_What you should do:_ From the first line to the last, retype the data below exactly.

_Supplied records:_
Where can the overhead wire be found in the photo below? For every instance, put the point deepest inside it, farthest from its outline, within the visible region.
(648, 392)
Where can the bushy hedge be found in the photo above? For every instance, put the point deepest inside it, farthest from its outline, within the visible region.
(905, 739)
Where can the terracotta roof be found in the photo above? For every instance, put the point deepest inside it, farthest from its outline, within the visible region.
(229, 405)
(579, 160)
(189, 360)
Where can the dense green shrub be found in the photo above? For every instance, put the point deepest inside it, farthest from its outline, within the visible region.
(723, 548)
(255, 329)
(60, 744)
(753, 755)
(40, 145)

_Reply to the task:_
Where can the overhead wire be found in the photo below? For every instance, put the point deepest inside it, farthest from its outline, within the visible region.
(648, 392)
Where can the bushy hedge be found in the photo above? For every instance, put the point deepest inside it, farthest from its outline, within the visible region.
(905, 739)
Where can the terracotta roof be found in the photo above? For every instance, put the point deepest inside it, farthest from its outline, within the visible region.
(229, 405)
(579, 160)
(189, 360)
Where can the dense green shrub be found in the photo above? For every instance, put the point deepest inside it, farthest from its outline, within the visible region.
(723, 548)
(255, 329)
(60, 744)
(753, 755)
(40, 145)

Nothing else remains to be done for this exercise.